What is required: From the listing that follows, output everything exactly except the pictures.

Listed entries:
┌──

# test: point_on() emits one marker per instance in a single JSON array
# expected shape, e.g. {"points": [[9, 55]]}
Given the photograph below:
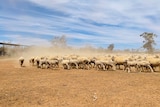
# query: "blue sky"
{"points": [[84, 22]]}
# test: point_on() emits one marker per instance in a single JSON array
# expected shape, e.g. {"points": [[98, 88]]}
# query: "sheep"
{"points": [[154, 62], [43, 63], [32, 61], [21, 61], [105, 64], [144, 64], [65, 64], [120, 61]]}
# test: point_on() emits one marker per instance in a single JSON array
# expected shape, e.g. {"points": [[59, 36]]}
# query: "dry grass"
{"points": [[32, 87]]}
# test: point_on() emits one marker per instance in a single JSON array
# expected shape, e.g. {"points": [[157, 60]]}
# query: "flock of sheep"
{"points": [[128, 63]]}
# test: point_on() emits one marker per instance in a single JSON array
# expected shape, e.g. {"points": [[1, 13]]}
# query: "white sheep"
{"points": [[21, 61]]}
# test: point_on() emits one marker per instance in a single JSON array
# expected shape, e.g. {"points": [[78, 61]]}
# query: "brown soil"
{"points": [[32, 87]]}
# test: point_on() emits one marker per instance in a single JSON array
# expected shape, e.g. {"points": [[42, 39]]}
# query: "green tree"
{"points": [[148, 41]]}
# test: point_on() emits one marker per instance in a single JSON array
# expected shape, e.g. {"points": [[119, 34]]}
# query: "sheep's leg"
{"points": [[150, 68]]}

└──

Answer to the problem:
# test: point_on() emits one marker per instance in a single JSON array
# expected shape, e.g. {"points": [[9, 55]]}
Given the photograph below:
# query: "blue sky"
{"points": [[84, 22]]}
# test: point_on() emits one marker per instance in a single JSON array
# expected shape, e.g. {"points": [[98, 88]]}
# query: "sheep"
{"points": [[154, 62], [43, 63], [32, 61], [21, 61], [105, 64], [144, 64], [65, 64], [120, 61]]}
# test: point_on() emits one marker per instance in a single JSON array
# expected shape, e.g. {"points": [[59, 36]]}
# query: "dry grass"
{"points": [[32, 87]]}
# test: point_on() emits one marker per instance in a single JSON array
# expected shape, e.g. {"points": [[157, 60]]}
# query: "flock of sheep"
{"points": [[128, 63]]}
# test: point_on() emits one marker per instance in a single JSON array
# expected shape, e.g. {"points": [[1, 13]]}
# query: "white sheep"
{"points": [[21, 61]]}
# test: point_on() emits one marker per instance in a single JSON array
# expected shape, e.g. {"points": [[78, 61]]}
# query: "brown soil"
{"points": [[32, 87]]}
# test: point_on() emits one marker per instance in a single JSON array
# expected shape, e.g. {"points": [[42, 39]]}
# query: "green tree"
{"points": [[148, 41]]}
# test: point_on() emits one marker per instance in a single JSON array
# expected shape, e.g. {"points": [[119, 34]]}
# query: "sheep's leg"
{"points": [[150, 68]]}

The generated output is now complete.